:: Task to carry out ::
The result should hold only the lines from the one with "Query: green grass field" through the final line of the data below, transcribed exactly, pictures left out.

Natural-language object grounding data
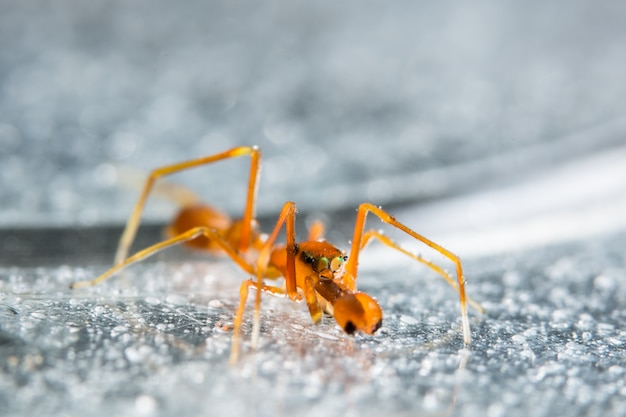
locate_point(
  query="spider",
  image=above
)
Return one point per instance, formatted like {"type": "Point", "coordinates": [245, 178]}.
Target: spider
{"type": "Point", "coordinates": [313, 270]}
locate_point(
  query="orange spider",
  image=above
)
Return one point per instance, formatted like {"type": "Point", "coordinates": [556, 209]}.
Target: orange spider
{"type": "Point", "coordinates": [314, 270]}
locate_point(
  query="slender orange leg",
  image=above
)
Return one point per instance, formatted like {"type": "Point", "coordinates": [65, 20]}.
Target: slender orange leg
{"type": "Point", "coordinates": [183, 237]}
{"type": "Point", "coordinates": [287, 217]}
{"type": "Point", "coordinates": [243, 298]}
{"type": "Point", "coordinates": [353, 260]}
{"type": "Point", "coordinates": [128, 236]}
{"type": "Point", "coordinates": [373, 234]}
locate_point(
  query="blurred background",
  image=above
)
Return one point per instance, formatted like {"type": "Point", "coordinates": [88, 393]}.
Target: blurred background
{"type": "Point", "coordinates": [490, 127]}
{"type": "Point", "coordinates": [394, 104]}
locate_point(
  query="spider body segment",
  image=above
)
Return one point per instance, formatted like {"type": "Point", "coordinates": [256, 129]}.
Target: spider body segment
{"type": "Point", "coordinates": [313, 270]}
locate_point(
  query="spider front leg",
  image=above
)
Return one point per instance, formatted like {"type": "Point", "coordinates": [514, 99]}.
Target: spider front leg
{"type": "Point", "coordinates": [151, 250]}
{"type": "Point", "coordinates": [357, 245]}
{"type": "Point", "coordinates": [128, 236]}
{"type": "Point", "coordinates": [374, 234]}
{"type": "Point", "coordinates": [286, 218]}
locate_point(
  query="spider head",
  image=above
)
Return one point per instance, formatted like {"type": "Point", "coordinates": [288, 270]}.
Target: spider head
{"type": "Point", "coordinates": [358, 312]}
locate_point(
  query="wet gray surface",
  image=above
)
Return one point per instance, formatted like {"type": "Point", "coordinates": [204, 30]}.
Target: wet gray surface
{"type": "Point", "coordinates": [496, 129]}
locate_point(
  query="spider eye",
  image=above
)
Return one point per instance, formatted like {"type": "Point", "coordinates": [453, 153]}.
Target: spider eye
{"type": "Point", "coordinates": [337, 263]}
{"type": "Point", "coordinates": [321, 264]}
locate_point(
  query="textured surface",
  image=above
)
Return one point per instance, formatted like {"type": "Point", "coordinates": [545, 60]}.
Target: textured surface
{"type": "Point", "coordinates": [496, 129]}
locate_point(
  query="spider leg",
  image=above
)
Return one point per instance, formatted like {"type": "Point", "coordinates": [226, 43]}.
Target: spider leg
{"type": "Point", "coordinates": [357, 239]}
{"type": "Point", "coordinates": [243, 297]}
{"type": "Point", "coordinates": [183, 237]}
{"type": "Point", "coordinates": [374, 234]}
{"type": "Point", "coordinates": [287, 217]}
{"type": "Point", "coordinates": [128, 236]}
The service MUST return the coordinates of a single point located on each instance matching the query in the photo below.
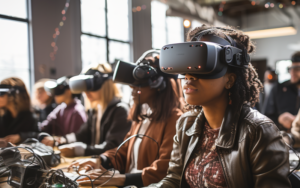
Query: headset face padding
(81, 83)
(57, 87)
(141, 75)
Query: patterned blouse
(204, 168)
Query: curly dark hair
(247, 86)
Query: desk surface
(66, 162)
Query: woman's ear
(231, 79)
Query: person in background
(270, 80)
(107, 122)
(43, 104)
(284, 100)
(69, 115)
(142, 161)
(17, 122)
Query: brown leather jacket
(250, 149)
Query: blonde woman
(16, 120)
(107, 122)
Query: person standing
(284, 100)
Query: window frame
(108, 39)
(29, 37)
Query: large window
(165, 30)
(105, 31)
(14, 40)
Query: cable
(54, 141)
(114, 170)
(92, 183)
(108, 179)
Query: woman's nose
(190, 77)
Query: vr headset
(142, 73)
(92, 80)
(207, 56)
(10, 90)
(57, 87)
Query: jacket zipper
(224, 172)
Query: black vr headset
(207, 56)
(57, 87)
(141, 73)
(92, 80)
(10, 90)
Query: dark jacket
(24, 124)
(153, 162)
(42, 114)
(64, 119)
(249, 146)
(113, 128)
(283, 98)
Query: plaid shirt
(204, 168)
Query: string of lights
(257, 2)
(139, 8)
(57, 30)
(221, 8)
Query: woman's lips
(190, 90)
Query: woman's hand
(14, 138)
(67, 151)
(48, 141)
(286, 119)
(117, 179)
(86, 164)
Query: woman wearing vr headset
(16, 119)
(141, 159)
(221, 141)
(107, 122)
(68, 116)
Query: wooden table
(66, 162)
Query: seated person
(107, 122)
(284, 100)
(222, 142)
(141, 161)
(293, 138)
(16, 120)
(43, 104)
(69, 115)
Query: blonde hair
(20, 100)
(108, 91)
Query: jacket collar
(228, 128)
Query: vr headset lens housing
(133, 74)
(56, 87)
(81, 83)
(205, 60)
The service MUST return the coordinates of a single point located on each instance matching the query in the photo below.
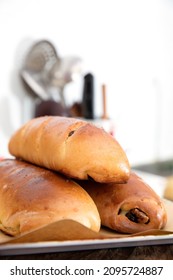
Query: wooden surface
(161, 252)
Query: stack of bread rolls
(66, 168)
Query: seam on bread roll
(31, 197)
(73, 147)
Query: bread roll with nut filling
(32, 197)
(73, 147)
(127, 208)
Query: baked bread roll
(31, 197)
(127, 208)
(168, 192)
(73, 147)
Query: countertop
(157, 252)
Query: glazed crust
(73, 147)
(127, 208)
(31, 197)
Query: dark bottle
(88, 97)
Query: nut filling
(137, 216)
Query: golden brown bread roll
(73, 147)
(31, 197)
(127, 208)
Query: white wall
(126, 44)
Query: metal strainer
(39, 60)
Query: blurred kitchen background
(125, 45)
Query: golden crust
(73, 147)
(31, 197)
(128, 208)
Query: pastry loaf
(31, 197)
(73, 147)
(127, 208)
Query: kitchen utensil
(63, 72)
(37, 64)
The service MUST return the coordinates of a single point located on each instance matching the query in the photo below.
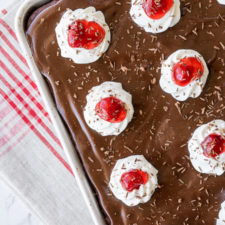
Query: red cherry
(187, 70)
(213, 145)
(111, 109)
(85, 34)
(156, 9)
(133, 179)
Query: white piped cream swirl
(221, 219)
(170, 19)
(81, 55)
(194, 88)
(107, 89)
(222, 2)
(144, 193)
(199, 161)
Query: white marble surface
(13, 211)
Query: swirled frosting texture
(170, 19)
(144, 193)
(81, 55)
(199, 161)
(107, 89)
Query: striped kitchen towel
(32, 161)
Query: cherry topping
(213, 145)
(156, 9)
(111, 109)
(187, 70)
(133, 179)
(85, 34)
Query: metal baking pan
(60, 128)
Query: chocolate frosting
(161, 126)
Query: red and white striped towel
(32, 161)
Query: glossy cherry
(213, 145)
(85, 34)
(187, 70)
(111, 109)
(156, 9)
(133, 179)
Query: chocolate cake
(161, 126)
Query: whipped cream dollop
(170, 19)
(203, 164)
(107, 89)
(194, 88)
(221, 219)
(221, 2)
(144, 193)
(81, 55)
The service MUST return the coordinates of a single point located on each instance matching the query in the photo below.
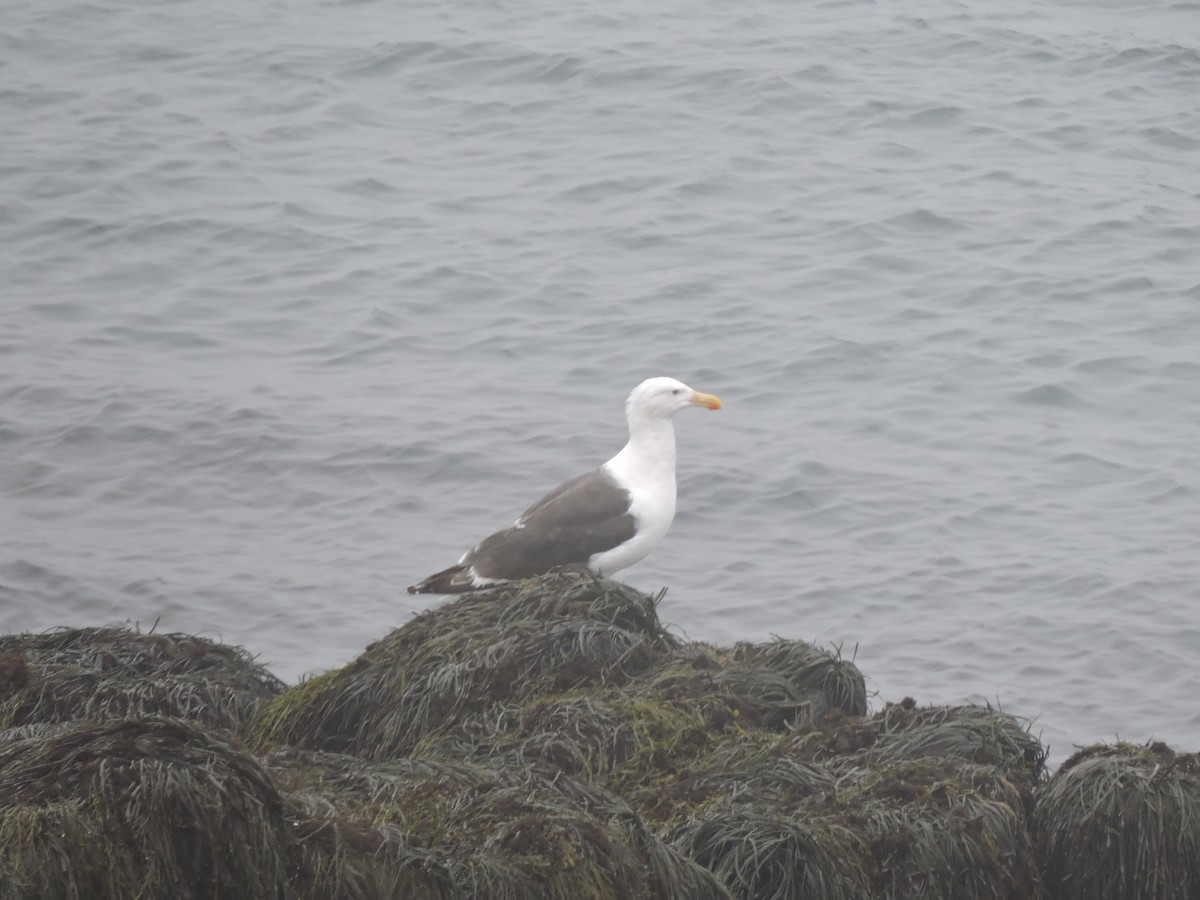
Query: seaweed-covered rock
(939, 829)
(1121, 821)
(147, 808)
(461, 660)
(971, 733)
(101, 673)
(456, 829)
(765, 856)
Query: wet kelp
(1121, 821)
(138, 808)
(100, 673)
(431, 828)
(549, 739)
(462, 659)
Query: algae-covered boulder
(141, 808)
(981, 735)
(1120, 821)
(467, 658)
(100, 673)
(444, 828)
(762, 855)
(939, 829)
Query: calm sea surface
(300, 300)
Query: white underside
(652, 492)
(646, 469)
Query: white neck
(651, 448)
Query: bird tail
(455, 580)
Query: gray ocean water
(299, 300)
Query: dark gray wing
(581, 517)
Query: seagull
(604, 520)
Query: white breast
(653, 501)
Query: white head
(663, 397)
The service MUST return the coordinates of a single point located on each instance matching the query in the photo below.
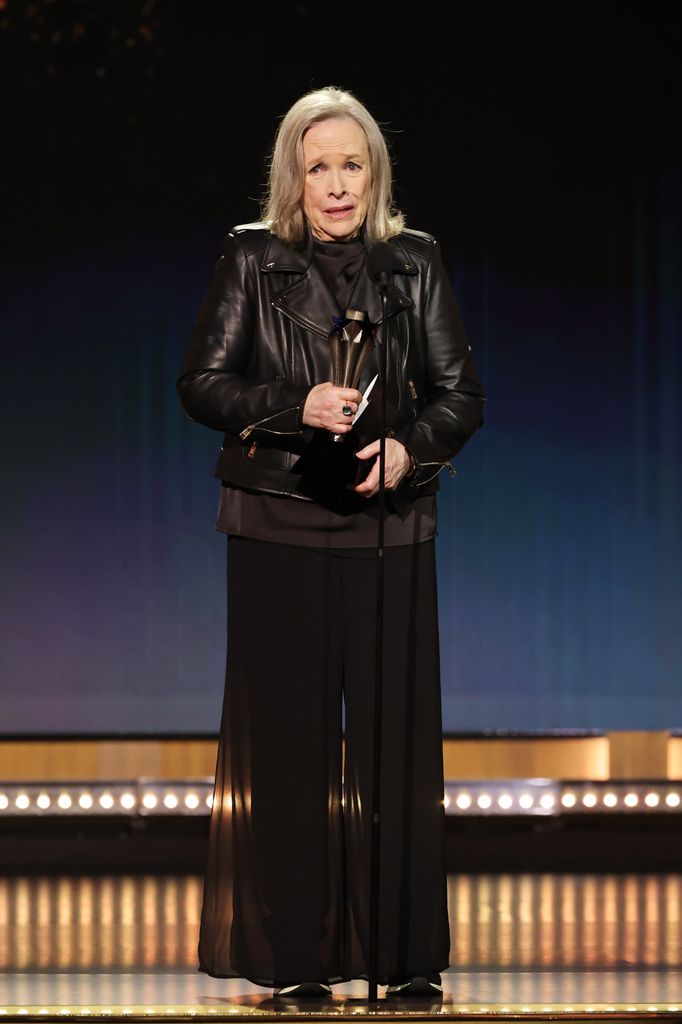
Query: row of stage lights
(195, 797)
(547, 797)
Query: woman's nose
(337, 185)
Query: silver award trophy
(350, 341)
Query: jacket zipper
(252, 426)
(451, 470)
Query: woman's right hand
(324, 408)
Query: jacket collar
(306, 297)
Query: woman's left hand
(396, 461)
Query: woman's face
(336, 193)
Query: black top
(290, 520)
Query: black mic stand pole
(382, 364)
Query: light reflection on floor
(530, 944)
(497, 921)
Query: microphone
(381, 262)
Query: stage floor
(548, 946)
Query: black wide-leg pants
(287, 886)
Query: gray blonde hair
(283, 210)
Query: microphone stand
(382, 364)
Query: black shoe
(416, 986)
(309, 989)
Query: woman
(287, 895)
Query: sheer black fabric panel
(286, 894)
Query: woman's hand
(324, 408)
(396, 464)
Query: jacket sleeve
(213, 386)
(455, 398)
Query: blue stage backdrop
(559, 544)
(542, 152)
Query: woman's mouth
(338, 212)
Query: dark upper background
(540, 143)
(509, 124)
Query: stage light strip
(148, 797)
(137, 798)
(554, 798)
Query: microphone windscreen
(382, 259)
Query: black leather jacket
(260, 343)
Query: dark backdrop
(539, 143)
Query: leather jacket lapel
(306, 298)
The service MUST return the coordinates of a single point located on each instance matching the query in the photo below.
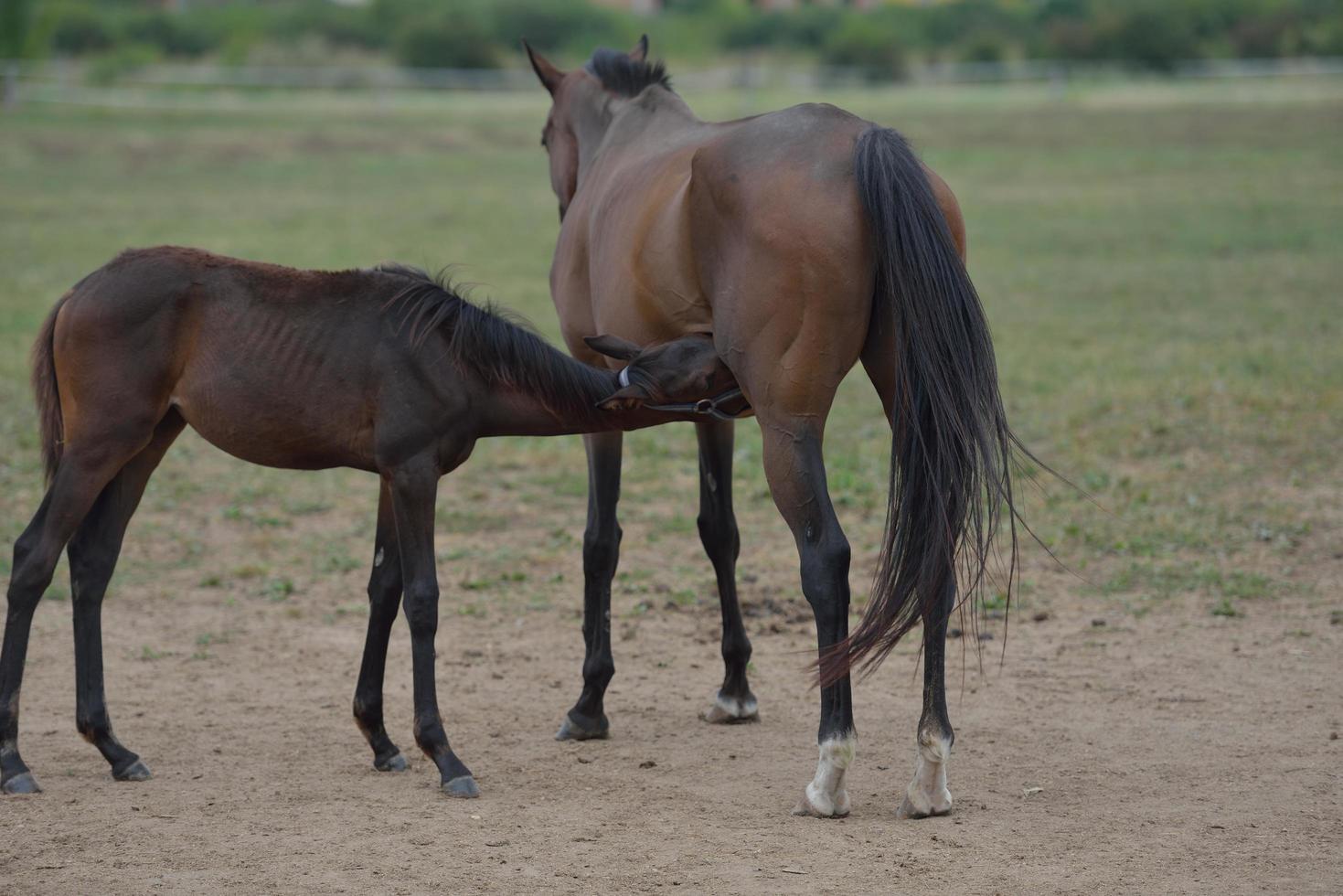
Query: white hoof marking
(927, 793)
(826, 795)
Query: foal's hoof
(912, 810)
(461, 787)
(822, 807)
(576, 727)
(134, 772)
(23, 784)
(397, 762)
(730, 710)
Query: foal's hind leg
(93, 557)
(384, 595)
(719, 534)
(83, 472)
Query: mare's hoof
(822, 807)
(461, 787)
(397, 762)
(910, 810)
(23, 784)
(134, 772)
(730, 710)
(581, 729)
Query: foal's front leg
(412, 488)
(384, 594)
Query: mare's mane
(624, 76)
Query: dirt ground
(1177, 752)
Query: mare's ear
(544, 70)
(621, 349)
(624, 400)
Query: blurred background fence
(212, 85)
(75, 50)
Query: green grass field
(1160, 265)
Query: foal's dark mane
(493, 344)
(624, 76)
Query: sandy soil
(1173, 752)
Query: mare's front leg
(796, 475)
(601, 552)
(412, 488)
(720, 539)
(384, 595)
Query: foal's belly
(272, 430)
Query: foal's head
(681, 371)
(581, 103)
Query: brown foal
(380, 369)
(801, 240)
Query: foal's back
(275, 366)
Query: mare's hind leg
(796, 475)
(384, 595)
(719, 534)
(83, 472)
(93, 555)
(927, 793)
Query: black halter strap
(707, 406)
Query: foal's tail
(953, 450)
(45, 389)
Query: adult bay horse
(383, 369)
(802, 240)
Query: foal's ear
(624, 400)
(621, 349)
(549, 76)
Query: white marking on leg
(927, 793)
(826, 793)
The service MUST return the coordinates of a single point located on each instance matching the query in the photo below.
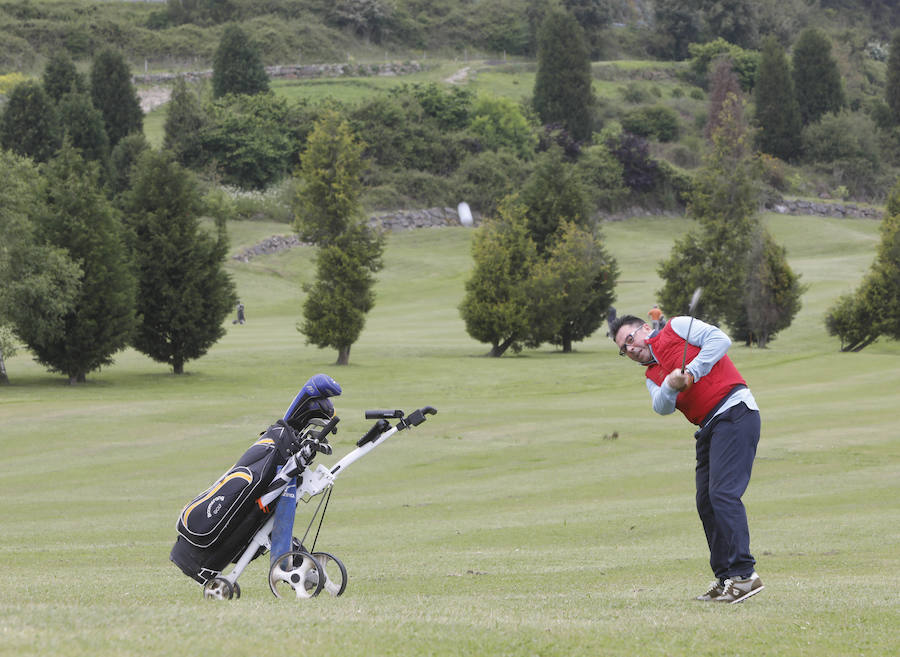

:: Exercise result ::
Query: green grass field
(1160, 265)
Query: foal's dark mane
(493, 344)
(624, 76)
Query: sandy soil
(1173, 752)
Query: mare's front leg
(796, 475)
(601, 552)
(412, 488)
(720, 539)
(384, 595)
Query: foal's belly
(272, 430)
Query: foal's head
(681, 371)
(581, 103)
Query: brown foal
(380, 369)
(801, 240)
Query: foal's back
(275, 366)
Query: mare's hind leg
(796, 475)
(384, 595)
(719, 534)
(83, 472)
(93, 555)
(927, 793)
Query: black halter strap
(707, 406)
Query: foal's tail
(953, 450)
(45, 389)
Query: adult bay horse
(383, 369)
(802, 240)
Query: foal's ear
(624, 400)
(621, 349)
(549, 76)
Query: white marking on leg
(927, 793)
(826, 793)
The service MUST return the coordinates of a single point located on each instance matching the query in the photo below.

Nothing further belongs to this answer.